Reproduce every line of the records below verbatim, omitting the pictures.

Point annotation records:
━━━━━━━━━━

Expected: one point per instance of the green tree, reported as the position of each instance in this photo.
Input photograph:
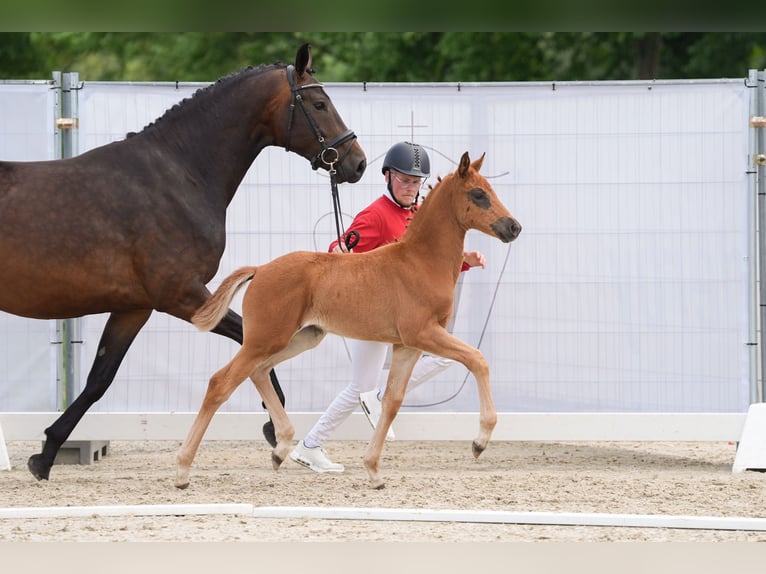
(19, 57)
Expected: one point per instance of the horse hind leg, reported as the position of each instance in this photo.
(120, 331)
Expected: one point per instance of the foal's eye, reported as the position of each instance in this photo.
(480, 197)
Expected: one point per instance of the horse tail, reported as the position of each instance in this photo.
(214, 309)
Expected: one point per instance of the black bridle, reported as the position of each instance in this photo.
(329, 155)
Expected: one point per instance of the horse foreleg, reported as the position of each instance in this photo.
(219, 389)
(231, 326)
(120, 331)
(403, 360)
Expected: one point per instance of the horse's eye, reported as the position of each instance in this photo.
(480, 198)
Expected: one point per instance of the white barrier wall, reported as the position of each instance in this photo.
(27, 354)
(627, 291)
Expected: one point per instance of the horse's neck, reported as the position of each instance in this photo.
(436, 235)
(212, 135)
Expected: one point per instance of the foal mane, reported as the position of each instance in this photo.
(211, 89)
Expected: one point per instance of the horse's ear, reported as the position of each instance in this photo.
(477, 164)
(303, 59)
(465, 163)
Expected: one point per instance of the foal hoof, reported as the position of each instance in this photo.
(38, 468)
(477, 449)
(269, 433)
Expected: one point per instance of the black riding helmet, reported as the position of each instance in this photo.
(407, 158)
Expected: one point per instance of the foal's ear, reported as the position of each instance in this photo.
(477, 164)
(303, 59)
(465, 163)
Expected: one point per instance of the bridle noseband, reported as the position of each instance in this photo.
(329, 155)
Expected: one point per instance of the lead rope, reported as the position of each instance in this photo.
(352, 238)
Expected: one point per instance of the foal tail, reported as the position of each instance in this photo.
(211, 313)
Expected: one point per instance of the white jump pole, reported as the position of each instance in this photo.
(125, 510)
(504, 517)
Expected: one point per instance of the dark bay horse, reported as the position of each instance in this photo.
(401, 293)
(139, 224)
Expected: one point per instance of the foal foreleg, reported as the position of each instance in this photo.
(403, 360)
(219, 389)
(441, 343)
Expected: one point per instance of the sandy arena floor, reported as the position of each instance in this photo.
(616, 478)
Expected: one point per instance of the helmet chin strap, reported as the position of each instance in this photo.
(396, 201)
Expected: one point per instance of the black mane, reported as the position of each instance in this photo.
(203, 92)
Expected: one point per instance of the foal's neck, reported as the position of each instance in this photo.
(435, 233)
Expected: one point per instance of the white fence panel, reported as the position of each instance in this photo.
(27, 355)
(627, 291)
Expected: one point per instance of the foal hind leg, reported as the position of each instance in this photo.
(439, 342)
(403, 360)
(219, 389)
(305, 339)
(231, 326)
(120, 331)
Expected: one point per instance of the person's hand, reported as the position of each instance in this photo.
(340, 248)
(474, 259)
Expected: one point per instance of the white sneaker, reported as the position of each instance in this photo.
(372, 407)
(314, 458)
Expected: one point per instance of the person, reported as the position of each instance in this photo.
(406, 166)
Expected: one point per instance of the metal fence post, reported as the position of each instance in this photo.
(759, 162)
(69, 330)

━━━━━━━━━━

- **Correct response**:
Expected: one point per instance of the green tree, reported as the position of each instance in this photo.
Input photograph:
(19, 57)
Expected: one point per instance of the horse hind leg, reported as the position of each instance in this photo.
(120, 331)
Expected: one point per instance of the foal's eye, reported as the position of each instance in this photo.
(480, 197)
Expected: one point per instance of the horse tail, reported as the position of each instance in this photo.
(214, 309)
Expected: one point per instance of the black bridle, reported as the position of each instance in this photo.
(329, 155)
Expected: one point per instance of the horse foreleg, reported as the position of each instance in this photo.
(219, 389)
(231, 326)
(120, 331)
(403, 360)
Expected: one point per instance of the horse's eye, reported as the position of each instance in this photo.
(480, 198)
Expected: one point per instance of the white barrier wall, reported as the position of each instance in this photo.
(27, 354)
(627, 291)
Expected: one point per instance of the horse's neck, reported as the position of each instance in this photo.
(436, 235)
(212, 135)
Expected: one point per instance of the foal mane, reported as the position of each instance in this photo.
(211, 89)
Expected: one point per instance of the horse's ear, reported as the position of each instance in this photo.
(477, 164)
(303, 59)
(465, 163)
Expected: one point per instance of the foal hoof, reported as the position of each instance in this photo.
(38, 468)
(477, 449)
(269, 433)
Expected: one point per instance of the black riding helmet, reported as the position of each instance in this photo.
(407, 158)
Expected: one point per instance of the foal's ear, reported as the position of each instance in this photo.
(477, 164)
(303, 59)
(465, 163)
Expected: one point per instance of the bridle noseband, reported as the position of each instance in this photo.
(329, 155)
Expected: one point per instance of the lead rope, reported as the position of each instance in this photo.
(352, 238)
Expected: one point per instance of the foal tail, reported as the position of each instance in this photo.
(211, 313)
Expected: one point per instance of the white jump pole, reported as the position of each instance in this photo.
(125, 510)
(504, 517)
Expected: one point per instance of the dark bay horse, reported as the position of each instance in this photo.
(401, 293)
(139, 224)
Expected: one point per instance of the foal foreleg, reported as the position of each instance in this photo.
(403, 360)
(219, 389)
(441, 343)
Expected: one point per instance of the sandy arena floor, reported as the position of each instance in this photo.
(616, 478)
Expected: one point per instance of the helmet chin strap, reported as the position of each instance in this photo.
(396, 201)
Expected: one point per instance of the black mane, reported as the position of each instance in this photo.
(203, 92)
Expected: one point per instance of the foal's neck, reported as the position of each instance in this photo.
(435, 233)
Expected: one point per instance of the white fence panel, reported as the position of each instance in this photo.
(27, 355)
(627, 291)
Expected: one point per instance of the foal hind leg, reported as the position of each instance in this photo.
(439, 342)
(403, 360)
(219, 389)
(305, 339)
(231, 326)
(120, 331)
Expected: one point per instance of the person's hand, reported as the position of each instance in this photo.
(340, 248)
(474, 259)
Expected: one point per instance of the white sneaker, reported as the position of each instance in this photo.
(372, 407)
(314, 458)
Expected: one point per instance of the person, reported as the position of each instance in this photo.
(406, 166)
Expected: one point per instance of the metal fence post, reported as the position of each instance in this photo.
(759, 162)
(69, 330)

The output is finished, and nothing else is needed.